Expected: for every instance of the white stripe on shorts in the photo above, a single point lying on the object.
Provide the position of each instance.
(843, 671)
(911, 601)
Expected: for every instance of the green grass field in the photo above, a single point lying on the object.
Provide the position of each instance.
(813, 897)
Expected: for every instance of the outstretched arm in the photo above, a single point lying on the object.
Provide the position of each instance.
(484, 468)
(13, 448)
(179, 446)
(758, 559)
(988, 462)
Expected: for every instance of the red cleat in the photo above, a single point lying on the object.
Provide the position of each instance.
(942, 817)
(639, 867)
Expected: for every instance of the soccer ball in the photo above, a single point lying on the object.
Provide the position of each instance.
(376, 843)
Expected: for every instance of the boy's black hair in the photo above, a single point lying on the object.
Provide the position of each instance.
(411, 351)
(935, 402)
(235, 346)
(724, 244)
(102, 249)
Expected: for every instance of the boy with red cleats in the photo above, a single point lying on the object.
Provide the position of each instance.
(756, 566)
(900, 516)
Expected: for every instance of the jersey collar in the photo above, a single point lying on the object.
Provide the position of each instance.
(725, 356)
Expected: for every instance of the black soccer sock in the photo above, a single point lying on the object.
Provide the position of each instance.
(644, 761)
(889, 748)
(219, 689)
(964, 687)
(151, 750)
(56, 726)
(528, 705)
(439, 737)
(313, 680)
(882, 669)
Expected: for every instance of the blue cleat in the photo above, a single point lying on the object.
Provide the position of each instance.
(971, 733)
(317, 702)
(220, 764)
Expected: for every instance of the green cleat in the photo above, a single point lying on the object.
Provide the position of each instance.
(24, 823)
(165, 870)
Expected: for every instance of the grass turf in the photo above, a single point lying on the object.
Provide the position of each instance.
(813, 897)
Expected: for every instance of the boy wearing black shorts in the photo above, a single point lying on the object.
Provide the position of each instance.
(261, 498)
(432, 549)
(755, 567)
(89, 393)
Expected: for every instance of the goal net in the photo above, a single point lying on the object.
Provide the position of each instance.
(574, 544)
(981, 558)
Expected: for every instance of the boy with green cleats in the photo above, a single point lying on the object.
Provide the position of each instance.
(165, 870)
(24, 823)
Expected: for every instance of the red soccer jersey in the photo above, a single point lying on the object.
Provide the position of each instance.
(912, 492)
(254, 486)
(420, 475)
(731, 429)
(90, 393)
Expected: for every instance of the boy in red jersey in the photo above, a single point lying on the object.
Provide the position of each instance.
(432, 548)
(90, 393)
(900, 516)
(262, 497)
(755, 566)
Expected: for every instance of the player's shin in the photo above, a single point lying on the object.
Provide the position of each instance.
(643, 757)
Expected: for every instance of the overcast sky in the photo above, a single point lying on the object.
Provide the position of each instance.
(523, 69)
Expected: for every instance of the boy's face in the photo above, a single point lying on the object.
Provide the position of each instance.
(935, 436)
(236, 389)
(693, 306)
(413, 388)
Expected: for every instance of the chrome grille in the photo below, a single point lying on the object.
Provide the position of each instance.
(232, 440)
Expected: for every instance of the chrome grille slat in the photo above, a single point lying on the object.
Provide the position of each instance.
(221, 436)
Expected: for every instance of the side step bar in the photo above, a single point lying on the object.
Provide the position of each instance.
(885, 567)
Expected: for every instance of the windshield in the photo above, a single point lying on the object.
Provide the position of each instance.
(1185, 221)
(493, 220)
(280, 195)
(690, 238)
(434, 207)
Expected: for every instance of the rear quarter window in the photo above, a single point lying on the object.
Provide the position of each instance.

- - -

**ASSIGNED TASK:** Where a line of the data above includes "shorts", copy that line.

**RESPONSE TO THE TASK:**
Expected: for every instance of the white stripe on shorts in the photo above, a single point lying on the object.
Expected: for every instance of the boy wearing black shorts in the photo above, a single point lying on the object.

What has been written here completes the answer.